◆ **Prompt**:
Go through the material line by line. Say how many lines contain the word "white", and give nothing more.

◆ **Task data**:
##########
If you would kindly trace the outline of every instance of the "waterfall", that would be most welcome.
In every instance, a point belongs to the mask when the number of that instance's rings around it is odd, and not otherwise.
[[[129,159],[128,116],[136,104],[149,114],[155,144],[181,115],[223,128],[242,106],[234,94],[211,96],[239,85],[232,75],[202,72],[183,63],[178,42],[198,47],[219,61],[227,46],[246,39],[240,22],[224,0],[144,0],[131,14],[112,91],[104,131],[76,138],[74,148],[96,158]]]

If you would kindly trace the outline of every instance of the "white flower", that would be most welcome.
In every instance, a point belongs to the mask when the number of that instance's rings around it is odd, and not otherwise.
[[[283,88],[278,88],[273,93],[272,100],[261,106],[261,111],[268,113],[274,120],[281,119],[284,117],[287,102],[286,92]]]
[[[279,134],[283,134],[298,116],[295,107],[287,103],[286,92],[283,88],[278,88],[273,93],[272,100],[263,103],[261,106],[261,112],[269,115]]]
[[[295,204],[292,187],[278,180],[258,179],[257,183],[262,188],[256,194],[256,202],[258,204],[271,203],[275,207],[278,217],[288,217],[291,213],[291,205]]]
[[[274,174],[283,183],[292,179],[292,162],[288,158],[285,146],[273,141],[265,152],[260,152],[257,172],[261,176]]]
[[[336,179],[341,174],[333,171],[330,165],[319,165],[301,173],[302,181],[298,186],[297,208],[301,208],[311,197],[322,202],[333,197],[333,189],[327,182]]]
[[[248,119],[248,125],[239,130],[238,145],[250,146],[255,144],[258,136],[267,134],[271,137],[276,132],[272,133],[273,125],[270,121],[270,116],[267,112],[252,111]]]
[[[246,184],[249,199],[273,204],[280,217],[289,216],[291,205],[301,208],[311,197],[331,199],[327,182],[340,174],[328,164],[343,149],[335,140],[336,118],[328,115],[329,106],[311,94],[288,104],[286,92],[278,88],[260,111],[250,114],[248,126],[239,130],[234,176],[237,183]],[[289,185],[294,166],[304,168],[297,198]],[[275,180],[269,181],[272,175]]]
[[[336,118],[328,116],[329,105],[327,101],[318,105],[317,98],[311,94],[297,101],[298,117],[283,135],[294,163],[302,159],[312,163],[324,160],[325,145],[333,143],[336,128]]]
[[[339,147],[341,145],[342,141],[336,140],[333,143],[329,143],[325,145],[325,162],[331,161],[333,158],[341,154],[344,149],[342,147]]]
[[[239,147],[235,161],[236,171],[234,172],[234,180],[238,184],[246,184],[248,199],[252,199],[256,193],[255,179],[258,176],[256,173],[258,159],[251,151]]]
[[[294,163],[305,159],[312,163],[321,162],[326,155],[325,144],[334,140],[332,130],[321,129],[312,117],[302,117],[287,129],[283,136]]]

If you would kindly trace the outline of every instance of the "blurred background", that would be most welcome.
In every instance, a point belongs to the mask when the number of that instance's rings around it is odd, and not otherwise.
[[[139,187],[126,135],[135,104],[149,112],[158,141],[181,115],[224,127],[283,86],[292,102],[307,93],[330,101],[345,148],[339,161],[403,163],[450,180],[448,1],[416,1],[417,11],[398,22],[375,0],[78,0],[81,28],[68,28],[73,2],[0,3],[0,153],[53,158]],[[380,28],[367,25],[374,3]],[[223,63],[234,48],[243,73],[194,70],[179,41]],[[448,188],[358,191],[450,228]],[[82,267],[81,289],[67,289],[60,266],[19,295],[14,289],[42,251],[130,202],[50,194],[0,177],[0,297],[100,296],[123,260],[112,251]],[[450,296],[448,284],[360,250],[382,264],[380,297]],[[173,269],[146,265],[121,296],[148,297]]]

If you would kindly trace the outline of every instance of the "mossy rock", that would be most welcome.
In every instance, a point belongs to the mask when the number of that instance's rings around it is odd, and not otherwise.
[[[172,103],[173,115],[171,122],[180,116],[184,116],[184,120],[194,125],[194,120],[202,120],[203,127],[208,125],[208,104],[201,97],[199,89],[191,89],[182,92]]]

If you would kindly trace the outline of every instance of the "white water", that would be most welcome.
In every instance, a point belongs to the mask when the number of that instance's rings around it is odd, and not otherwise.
##########
◆ **Completed exercise**:
2